• EXERCISE
Go through the data below. List every line that holds the word "tire".

··· SUPPLIED DATA

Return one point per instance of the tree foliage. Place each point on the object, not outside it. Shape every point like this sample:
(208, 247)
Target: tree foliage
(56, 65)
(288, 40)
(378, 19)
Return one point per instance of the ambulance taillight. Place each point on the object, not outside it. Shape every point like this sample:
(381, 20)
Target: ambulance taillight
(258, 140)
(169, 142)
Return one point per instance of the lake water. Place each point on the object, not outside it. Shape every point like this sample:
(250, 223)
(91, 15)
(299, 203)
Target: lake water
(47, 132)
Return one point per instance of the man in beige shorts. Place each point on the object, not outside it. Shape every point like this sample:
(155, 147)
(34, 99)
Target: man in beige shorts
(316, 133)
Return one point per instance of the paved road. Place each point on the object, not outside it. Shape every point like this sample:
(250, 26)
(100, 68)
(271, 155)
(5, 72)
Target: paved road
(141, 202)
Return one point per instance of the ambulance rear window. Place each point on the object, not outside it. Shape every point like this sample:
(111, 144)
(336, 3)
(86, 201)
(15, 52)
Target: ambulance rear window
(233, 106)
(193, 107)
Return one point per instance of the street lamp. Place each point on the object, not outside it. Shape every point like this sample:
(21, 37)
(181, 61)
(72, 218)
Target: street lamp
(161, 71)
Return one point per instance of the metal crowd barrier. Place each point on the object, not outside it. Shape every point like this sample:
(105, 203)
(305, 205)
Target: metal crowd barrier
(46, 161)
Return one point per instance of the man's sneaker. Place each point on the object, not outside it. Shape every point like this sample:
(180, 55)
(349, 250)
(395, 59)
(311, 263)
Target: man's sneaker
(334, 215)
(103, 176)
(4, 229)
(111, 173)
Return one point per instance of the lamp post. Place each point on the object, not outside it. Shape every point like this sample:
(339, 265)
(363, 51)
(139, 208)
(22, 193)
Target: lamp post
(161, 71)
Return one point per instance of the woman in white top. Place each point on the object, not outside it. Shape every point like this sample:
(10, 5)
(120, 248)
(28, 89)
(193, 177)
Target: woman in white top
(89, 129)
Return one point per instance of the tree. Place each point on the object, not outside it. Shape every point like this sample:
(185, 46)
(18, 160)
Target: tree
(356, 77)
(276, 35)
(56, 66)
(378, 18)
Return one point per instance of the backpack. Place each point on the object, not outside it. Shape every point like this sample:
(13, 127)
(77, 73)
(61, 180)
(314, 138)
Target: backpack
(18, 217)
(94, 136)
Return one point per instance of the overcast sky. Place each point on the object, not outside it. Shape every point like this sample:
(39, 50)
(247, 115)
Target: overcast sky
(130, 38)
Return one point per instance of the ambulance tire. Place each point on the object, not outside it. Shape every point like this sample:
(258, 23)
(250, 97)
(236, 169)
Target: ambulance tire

······

• REPLY TO THE EXERCISE
Return one point per instance of the ambulance tire. Place each point on the object, not outside it. Shape every point like this sample:
Target: ambulance tire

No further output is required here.